Cohesion and Coherence
With a key sentence established, the next task is to shape the body of your paragraph to be both cohesive and coherent. As Williams and Bizup8 explain, cohesion is about the “sense of flow” (how each sentence fits with the next), while coherence is about the “sense of the whole”.9 Some students worry too much about “flow” and spend a lot of time on sentence-level issues to promote it. We encourage you to focus on underlying structure. For the most part, a text reads smoothly when it conveys a thoughtful and well organized argument or analysis. Focus first and most on your ideas, on crafting an ambitious analysis. The most useful guides advise you to first focus on getting your ideas on paper and then revising for organization and wordsmithing later, refining the analysis as you go. Therefore, we will discuss creating cohesion and coherent paragraphs here as if you already have some rough text written and are in the process of smoothing out your prose to clarify your argument for both your reader and yourself. Deal with cohesion and coherence during the editing--not the drafting--process.
Cohesion refers to the flow from sentence to sentence. For example, compare these passages about how cliques form:
Version A (Which We Rewrote):
Granovetter begins by looking at balance theory. If an actor, A, is strongly tied to both B and C, it is extremely likely that B and C are, sooner or later, going to be tied to each other, according to balance theory (1363).10 Bridge ties between cliques are always weak ties, Granovetter argues (1364). Weak ties may not necessarily be bridges, but Granovetter argues that bridges will be weak. If two actors share a strong tie, they will draw in their other strong relations and will eventually form a clique. Only weak ties that do not have the strength to draw together all the “friends of friends” can connect people in different cliques.

_GOAL 1_
In the cohesion and coherence text, update the part that opens with the words containing "Cohesion refers to" and closes with "in different cliques.", replacing "balance theory" with "triadic closure" wherever it appears.
_GOAL 2_
Set down the lines of the records without any change, starting at the line containing "Extract aircraft wing from this picture." and ending at the line containing "0;296;164;327", with both of those lines included.

[Coordinate annotation entries]
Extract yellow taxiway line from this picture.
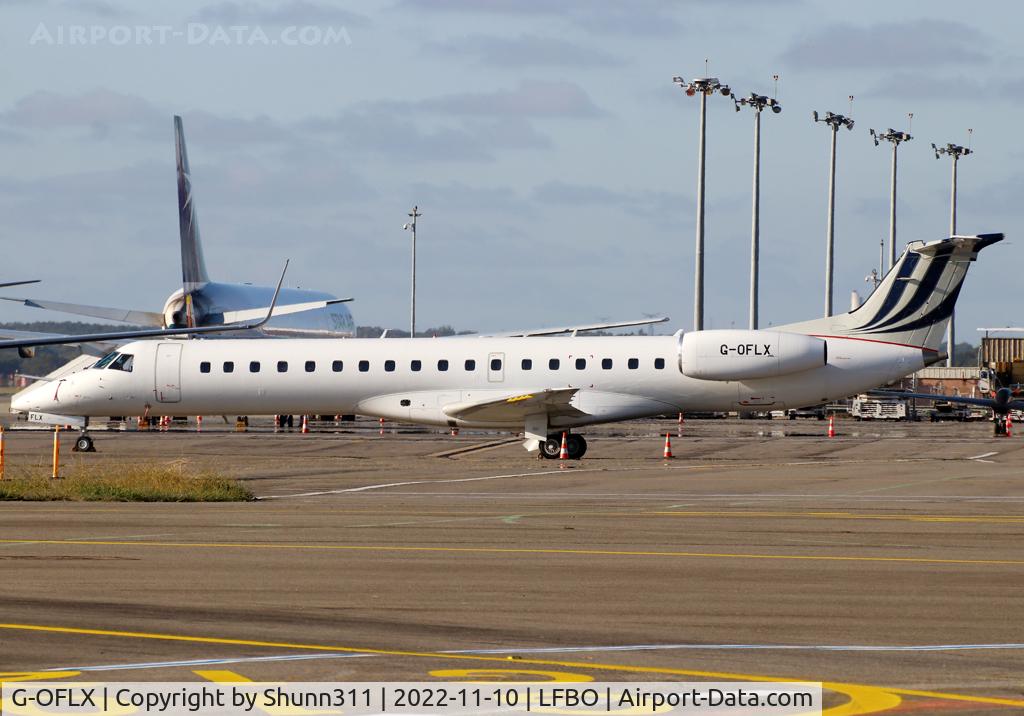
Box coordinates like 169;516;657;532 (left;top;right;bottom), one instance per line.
0;540;1024;566
0;624;1024;716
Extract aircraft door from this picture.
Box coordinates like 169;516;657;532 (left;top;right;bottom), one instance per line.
154;343;181;403
487;353;505;383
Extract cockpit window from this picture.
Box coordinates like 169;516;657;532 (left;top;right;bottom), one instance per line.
92;350;118;368
110;353;135;373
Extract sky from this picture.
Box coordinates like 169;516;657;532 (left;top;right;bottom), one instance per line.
0;0;1024;341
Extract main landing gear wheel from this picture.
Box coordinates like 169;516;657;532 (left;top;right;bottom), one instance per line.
541;432;587;460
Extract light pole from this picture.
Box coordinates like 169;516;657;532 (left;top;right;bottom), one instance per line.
932;134;973;367
868;121;913;268
401;206;423;338
733;92;782;330
672;77;732;331
812;107;853;318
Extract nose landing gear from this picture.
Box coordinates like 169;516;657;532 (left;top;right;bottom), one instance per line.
72;430;96;453
541;432;587;460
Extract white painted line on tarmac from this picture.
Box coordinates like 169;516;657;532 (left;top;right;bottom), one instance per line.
43;643;1024;672
43;654;378;671
965;451;998;463
256;467;600;500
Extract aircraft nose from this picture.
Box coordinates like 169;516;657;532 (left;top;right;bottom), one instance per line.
10;385;48;413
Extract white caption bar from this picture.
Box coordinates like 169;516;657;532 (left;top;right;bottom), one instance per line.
2;681;821;716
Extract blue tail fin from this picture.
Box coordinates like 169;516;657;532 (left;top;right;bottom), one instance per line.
174;115;210;293
779;234;1002;352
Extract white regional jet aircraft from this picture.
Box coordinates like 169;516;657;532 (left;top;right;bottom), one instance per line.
11;234;1002;458
0;116;355;342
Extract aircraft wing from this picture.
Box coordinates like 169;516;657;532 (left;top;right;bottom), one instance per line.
0;328;123;356
867;390;1024;412
0;279;39;289
441;388;586;423
480;315;669;338
0;296;164;327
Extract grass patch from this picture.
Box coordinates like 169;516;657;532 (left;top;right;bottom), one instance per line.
0;461;253;502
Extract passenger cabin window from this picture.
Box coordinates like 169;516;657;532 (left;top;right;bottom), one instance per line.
93;351;118;368
110;353;134;373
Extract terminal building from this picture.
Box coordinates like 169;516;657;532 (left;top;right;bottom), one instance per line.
900;336;1024;397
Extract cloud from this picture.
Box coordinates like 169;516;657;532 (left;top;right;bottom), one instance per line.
0;89;162;136
61;0;134;19
0;88;552;162
424;35;620;68
416;80;606;118
865;72;1024;104
781;19;991;70
398;0;684;35
198;0;369;27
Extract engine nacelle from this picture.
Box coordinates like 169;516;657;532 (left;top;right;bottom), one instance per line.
679;331;828;380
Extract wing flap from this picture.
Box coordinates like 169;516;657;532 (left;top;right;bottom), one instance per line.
441;388;587;423
0;296;164;328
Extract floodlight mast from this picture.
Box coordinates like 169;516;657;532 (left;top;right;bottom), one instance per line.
868;121;913;268
812;105;853;318
672;77;732;331
732;92;782;330
932;134;973;368
402;206;423;338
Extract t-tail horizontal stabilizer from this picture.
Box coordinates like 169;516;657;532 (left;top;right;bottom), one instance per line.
778;234;1002;355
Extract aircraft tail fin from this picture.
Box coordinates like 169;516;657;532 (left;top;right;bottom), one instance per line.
174;115;210;293
779;234;1002;353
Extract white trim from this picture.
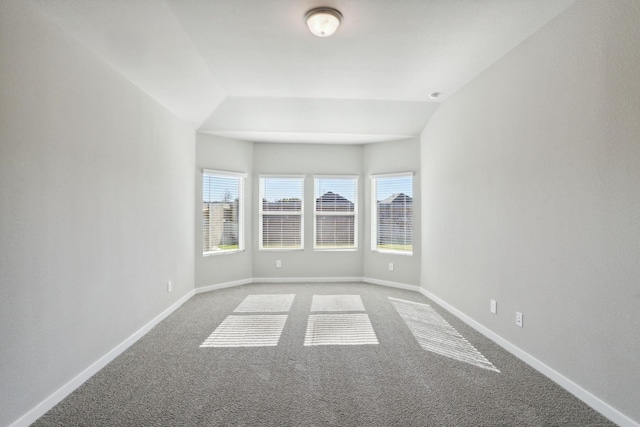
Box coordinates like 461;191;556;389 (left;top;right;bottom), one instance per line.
10;290;195;427
362;277;420;292
202;169;247;178
419;288;640;427
195;279;253;294
369;171;415;179
312;174;360;180
258;173;307;181
253;277;363;283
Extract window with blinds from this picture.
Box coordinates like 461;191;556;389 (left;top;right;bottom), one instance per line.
371;173;413;255
259;176;304;250
313;176;358;250
202;169;246;256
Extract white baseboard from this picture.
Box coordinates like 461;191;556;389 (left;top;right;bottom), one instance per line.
253;277;362;283
10;290;194;427
362;277;420;292
419;288;640;427
195;279;253;294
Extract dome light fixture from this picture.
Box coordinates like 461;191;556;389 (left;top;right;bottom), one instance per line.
304;7;342;37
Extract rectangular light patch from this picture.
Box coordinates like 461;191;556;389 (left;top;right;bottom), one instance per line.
311;295;364;311
200;314;289;347
233;294;296;313
304;314;379;346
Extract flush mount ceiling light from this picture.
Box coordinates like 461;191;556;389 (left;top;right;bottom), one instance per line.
304;7;342;37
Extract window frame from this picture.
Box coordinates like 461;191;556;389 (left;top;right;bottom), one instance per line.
370;172;415;256
258;174;306;252
313;175;360;252
201;169;247;257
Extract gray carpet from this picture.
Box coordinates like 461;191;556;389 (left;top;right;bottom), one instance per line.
34;283;613;427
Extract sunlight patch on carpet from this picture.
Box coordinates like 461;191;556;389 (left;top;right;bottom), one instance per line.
233;294;296;313
311;295;364;311
389;297;500;372
200;314;289;347
304;314;379;346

_WRITTEN ANSWER 1_
Cohesion refers to the flow from sentence to sentence. For example, compare these passages about how cliques form:
Version A (Which We Rewrote):
Granovetter begins by looking at triadic closure. If an actor, A, is strongly tied to both B and C, it is extremely likely that B and C are, sooner or later, going to be tied to each other, according to triadic closure (1363).10 Bridge ties between cliques are always weak ties, Granovetter argues (1364). Weak ties may not necessarily be bridges, but Granovetter argues that bridges will be weak. If two actors share a strong tie, they will draw in their other strong relations and will eventually form a clique. Only weak ties that do not have the strength to draw together all the “friends of friends” can connect people in different cliques.

_WRITTEN ANSWER 2_
Extract aircraft wing from this picture.
Box coordinates like 169;516;657;532 (left;top;right;bottom), one instance per line.
0;328;123;356
867;390;1024;412
0;279;39;289
441;388;586;423
480;315;669;338
0;296;164;327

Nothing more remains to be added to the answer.